**DOCUMENT EXCERPT**
START
3.5 The preamble of the Act as also the ‘Headings’, the learned counsel would contend, should be taken into consideration for the purpose of interpreting the provisions of the said Act.
FINDINGS :
4.1 In the connected matter in Indian Handicrafts Emporium & Ors. v. Union of India & Ors.1 disposed of this date, this Court upheld the constitutional validity of the provisions of the said Act. This Court held that in terms of sub-section (7) of section 49-C of the Act all persons in general and traders in particular have become disentitled from keeping in their control any animal article including ivory imported in India.
4.2 This Court further held that as a logical corollary to the said finding, the statutory authorities would be entitled to take possession of such ivory in terms thereof; the purport and object of the Act being to impose a complete ban on trade in ivory. A complete prohibition has been imposed in the trade of ivory (whether imported in India or extracted by killing Indian elephants) for the purpose of protecting the endangered species. Trade in ivory imported in India has been prohibited further with a view to give effect to the provisions contained in Article 48A as also Article 51A(g) of the Constitution of India.
4.3 Why despite passage of time the trade in stock could not be disposed of within a period of four years has not been disclosed by the appellants. It is not in dispute that even in terms of Act 44 of 1991, six months’ time was granted for disposing the stock of ivory.
5. For the reasons stated hereinafter, it may not be necessary for us to go into the question as to whether scientifically mammoth ivory can be deciphered from elephant ivory.
6. What has been banned is ivory. There is complete prohibition of trade in ivory. Such a complete prohibition is a reasonable restriction within the meaning of clause (6) of Article 19 of the Constitution of India. The impugned Act being not unreasonable does not also attract the wrath of Article 14 of the Constitution of India.
END
**COLLECTED MATERIAL**
START
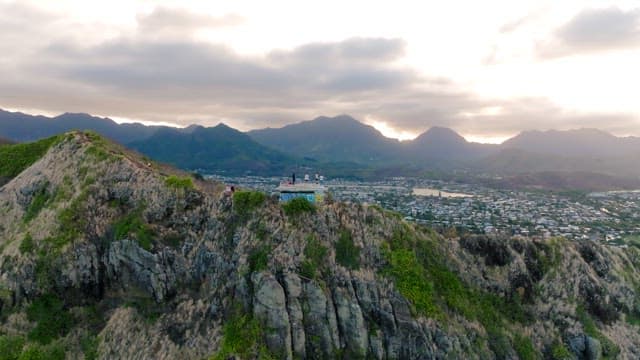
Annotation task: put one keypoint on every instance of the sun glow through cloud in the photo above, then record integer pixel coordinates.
(465, 65)
(391, 132)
END
**STATED TASK 1**
In the ivory judgment excerpt, how much time did Act 44 of 1991 allow for disposing of the stock of ivory?
**STATED TASK 2**
Restate the paragraph of the ivory judgment excerpt beginning "4.2 This Court further held" as a short bulleted list that keeps its main facts.
**STATED TASK 3**
Set down, word for word, the stretch of the ivory judgment excerpt from "4.3 Why despite" through "14 of the Constitution of India.".

**COMPLETE OUTPUT 1**
Six months.

**COMPLETE OUTPUT 2**
- As a logical corollary of the earlier finding, statutory authorities may take possession of such ivory.
- The purport and object of the Act is to impose a complete ban on trade in ivory.
- Trade in ivory is completely prohibited to protect the endangered species. This covers both ivory imported into India and ivory extracted by killing Indian elephants.
- The ban on trade in imported ivory also gives effect to Article 48A and Article 51A(g) of the Constitution of India.

**COMPLETE OUTPUT 3**
4.3 Why despite passage of time the trade in stock could not be disposed of within a period of four years has not been disclosed by the appellants. It is not in dispute that even in terms of Act 44 of 1991, six months’ time was granted for disposing the stock of ivory.
5. For the reasons stated hereinafter, it may not be necessary for us to go into the question as to whether scientifically mammoth ivory can be deciphered from elephant ivory.
6. What has been banned is ivory. There is complete prohibition of trade in ivory. Such a complete prohibition is a reasonable restriction within the meaning of clause (6) of Article 19 of the Constitution of India. The impugned Act being not unreasonable does not also attract the wrath of Article 14 of the Constitution of India.